作業要件>
**1.** ユニバーサルツーリズムに関するページ本文から、「1                準備されたパッケージは消費者のニーズに合っていない」から「深く、それが楽しみにもなる。」までの部分を一字一句変えずに出力せよ。
**2.** ユニバーサルツーリズムに関するページ本文の最後の文に続く部分を書き進めよ。

ページ本文>
-=-=-

先行事例としてはHISのユニバーサルツーリズムデスクによる商品展開がある。

制限された旅行を変化させ、全員が楽しめる旅行を作りたいと考えた。

 

普及しない原因の分析

1                準備されたパッケージは消費者のニーズに合っていない

  ←現状、ユニバーサルデザインを必要とする人々の7割は個人で手配を行っている。

2                観光事業者がユニバーサルツーリズムに消極的な状況にある。

→そのため、今ある健常者の旅行をユニバーサルにデザインしなおすことが必要だと考えられる。

 

現状の課題解決のための提案 「食×自動運転」

現状として、移動にハードルを感じる対象者が多い。しかし移動は旅行への関わりが深く、それが楽しみにもなる。

そこに誰でも楽しめるコンテンツである買い物や食事を掛け合わせる。

 

自動運転を利用した先行モデル

・「富士見高原天空カート」

だれでも負担なく移動を楽しめる。移動後の移動も楽になる(荷物の運搬が可能)

・「BOLDLY」 地域の人の足になる新たな移動方法。

 

 

 

これらのアイデアをもとにして、

→自動運転による広域での食べ歩きを実現するのがよいのではないか?

移動のハードルを解消しながら、旅行の魅力を高める

 

今後の展望

特定のモデル地域での開催し、その後は全国へ展開していく。

 

施策のメリット

・全国に展開可能と考えられるモデルである。

・ユニバーサルデザインへの意識の向上。

・健常者の現状の課題への意識が高まる契機となる。

-=-=-

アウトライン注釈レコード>
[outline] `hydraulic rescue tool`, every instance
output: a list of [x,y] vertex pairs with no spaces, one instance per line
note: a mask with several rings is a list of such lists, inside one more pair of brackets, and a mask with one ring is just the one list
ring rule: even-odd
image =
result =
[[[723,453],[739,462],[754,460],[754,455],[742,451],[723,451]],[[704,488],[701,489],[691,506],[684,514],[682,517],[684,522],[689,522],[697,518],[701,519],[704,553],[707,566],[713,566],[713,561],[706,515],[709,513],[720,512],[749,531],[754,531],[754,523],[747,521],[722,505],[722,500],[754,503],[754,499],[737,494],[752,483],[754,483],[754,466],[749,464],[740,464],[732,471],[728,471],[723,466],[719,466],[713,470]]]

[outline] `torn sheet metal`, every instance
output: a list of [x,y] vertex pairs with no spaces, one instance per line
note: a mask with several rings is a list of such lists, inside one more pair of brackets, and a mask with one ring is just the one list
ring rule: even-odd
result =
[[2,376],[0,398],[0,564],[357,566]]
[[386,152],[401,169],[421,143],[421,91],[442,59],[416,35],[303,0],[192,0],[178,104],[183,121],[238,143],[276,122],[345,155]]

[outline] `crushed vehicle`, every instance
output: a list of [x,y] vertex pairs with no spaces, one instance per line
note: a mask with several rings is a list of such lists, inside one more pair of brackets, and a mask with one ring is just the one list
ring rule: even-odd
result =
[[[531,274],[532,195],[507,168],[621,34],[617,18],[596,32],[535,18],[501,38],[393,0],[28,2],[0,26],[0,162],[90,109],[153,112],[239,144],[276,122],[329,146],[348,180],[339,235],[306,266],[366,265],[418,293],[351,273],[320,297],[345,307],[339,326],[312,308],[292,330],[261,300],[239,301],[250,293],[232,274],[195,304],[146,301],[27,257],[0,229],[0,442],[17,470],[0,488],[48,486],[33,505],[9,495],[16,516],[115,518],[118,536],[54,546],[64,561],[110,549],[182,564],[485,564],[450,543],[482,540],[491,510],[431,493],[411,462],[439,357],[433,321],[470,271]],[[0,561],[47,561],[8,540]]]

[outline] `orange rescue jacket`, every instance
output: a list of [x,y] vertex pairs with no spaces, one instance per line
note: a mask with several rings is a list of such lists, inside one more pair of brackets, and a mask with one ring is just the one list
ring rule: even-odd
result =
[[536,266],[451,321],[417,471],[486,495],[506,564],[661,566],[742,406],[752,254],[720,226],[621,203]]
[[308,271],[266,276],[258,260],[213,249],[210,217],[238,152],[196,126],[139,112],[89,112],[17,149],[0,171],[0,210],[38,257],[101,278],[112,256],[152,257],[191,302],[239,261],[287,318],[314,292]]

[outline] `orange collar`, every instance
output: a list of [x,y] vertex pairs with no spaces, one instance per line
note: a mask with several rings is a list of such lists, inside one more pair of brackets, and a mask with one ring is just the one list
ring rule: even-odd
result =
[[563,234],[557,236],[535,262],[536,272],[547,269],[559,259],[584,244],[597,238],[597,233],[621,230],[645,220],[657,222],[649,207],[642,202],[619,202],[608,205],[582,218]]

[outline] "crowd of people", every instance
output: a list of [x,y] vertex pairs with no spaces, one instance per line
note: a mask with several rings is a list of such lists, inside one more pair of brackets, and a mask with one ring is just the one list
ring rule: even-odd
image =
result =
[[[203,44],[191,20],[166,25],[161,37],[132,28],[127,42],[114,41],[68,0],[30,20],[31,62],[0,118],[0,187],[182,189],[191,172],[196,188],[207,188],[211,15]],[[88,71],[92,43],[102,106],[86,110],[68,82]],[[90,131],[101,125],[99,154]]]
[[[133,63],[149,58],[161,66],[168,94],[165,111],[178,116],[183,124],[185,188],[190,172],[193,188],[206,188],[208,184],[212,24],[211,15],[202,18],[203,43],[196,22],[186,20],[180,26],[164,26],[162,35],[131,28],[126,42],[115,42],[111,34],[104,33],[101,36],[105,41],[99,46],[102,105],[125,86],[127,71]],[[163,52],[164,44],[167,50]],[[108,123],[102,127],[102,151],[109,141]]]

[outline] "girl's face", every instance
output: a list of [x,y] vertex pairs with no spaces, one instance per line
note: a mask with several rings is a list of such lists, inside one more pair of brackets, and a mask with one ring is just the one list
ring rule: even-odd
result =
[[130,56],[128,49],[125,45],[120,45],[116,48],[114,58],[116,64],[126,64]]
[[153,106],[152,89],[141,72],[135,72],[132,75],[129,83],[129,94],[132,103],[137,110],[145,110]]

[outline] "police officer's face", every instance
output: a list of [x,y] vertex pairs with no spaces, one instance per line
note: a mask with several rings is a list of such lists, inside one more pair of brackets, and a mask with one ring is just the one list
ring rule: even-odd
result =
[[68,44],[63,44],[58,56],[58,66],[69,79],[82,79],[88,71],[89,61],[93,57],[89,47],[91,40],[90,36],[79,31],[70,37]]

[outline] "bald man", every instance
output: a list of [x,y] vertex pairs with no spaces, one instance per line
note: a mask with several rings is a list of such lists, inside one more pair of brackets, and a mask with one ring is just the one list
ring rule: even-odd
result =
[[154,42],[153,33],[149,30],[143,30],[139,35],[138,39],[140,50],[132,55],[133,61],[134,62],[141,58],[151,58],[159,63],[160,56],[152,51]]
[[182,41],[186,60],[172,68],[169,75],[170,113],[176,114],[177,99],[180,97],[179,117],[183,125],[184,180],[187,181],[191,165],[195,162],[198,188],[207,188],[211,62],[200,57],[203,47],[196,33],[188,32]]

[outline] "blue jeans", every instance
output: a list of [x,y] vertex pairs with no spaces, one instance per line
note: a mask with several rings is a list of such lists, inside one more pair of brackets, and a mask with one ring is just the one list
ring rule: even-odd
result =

-=-=-

課題別の回答>
**1.**
1                準備されたパッケージは消費者のニーズに合っていない

  ←現状、ユニバーサルデザインを必要とする人々の7割は個人で手配を行っている。

2                観光事業者がユニバーサルツーリズムに消極的な状況にある。

→そのため、今ある健常者の旅行をユニバーサルにデザインしなおすことが必要だと考えられる。

 

現状の課題解決のための提案 「食×自動運転」

現状として、移動にハードルを感じる対象者が多い。しかし移動は旅行への関わりが深く、それが楽しみにもなる。

**2.**
・観光体験の価値の高まり

 

考えられる課題への対応

全国への展開は可能か?→潜在的な顧客層は多く、需要は大きいと考えている。

事業者の意識向上にはつながるのか?→施策と同時並行的にセミナーを開催する。

 

<質疑応答パート>

・自動運転と食の組み合わせは面白いと感じたものの、免許等の運転者の管理はどうなるのか、自動運転に対する技術的な課題への展望について教えてほしい。

→免許がない状態での自動運転の実現が求められる。中国のバス等の先行事例はあるため、不可能ではないと考えている。

・パッケージツアーとして、今回の施策を利用することは考えているか。

→主眼は健常者も巻き込んだ、公共交通機関的な立ち位置にすることが施策の主眼である。

そのため現状ではパッケージ化は想定していない。

・移動というハードルに対し”自動“がどのように作用するのか。

→自動運転が一種のレジャーになるのではないかと考えている。また各家庭・団体にあった容易な移動を実現することで、移動障壁を取り除けると考える。

・プランが実装できるタイミングは、自動運転が普通になっているのではないか。その中で特別感を演出することは本当にできるのか。

→そのような視点は確かに不足していた。しかしながら現代のレンタカー的な扱いとして、一種の楽しみにはつながるのではないか

                                                                                                          

「広義に捉えると、既にユニバーサルが実現されている分野もあるのかも知れない。ライドシェア等の拡充に伴って情報×移動が実現できる可能性がある。」

 

 

◇全体を通した合同ゼミの感想

「山口ではユニバーサルデザインに触れることが少ない。東京的な視点が面白い。次は山口で会いましょう」

「議論の前提の部分の分析が十分にされていると感じた。定義を考えることの重要性を考えさせられた。今後に活用したい。」

 

 

16:55〜17:05 休憩

 

17:05〜17:45 卒論検討(生徒A,B,C,D)

 

卒論検討

生徒A

大枠は固まってきた。各節を論理的に整合性がとれるように整理する。

 

生徒B

CQRQの整理を前回までは行っていたものの、結論ありきだった。

もう一年時間ができたので、今後は再構築していく。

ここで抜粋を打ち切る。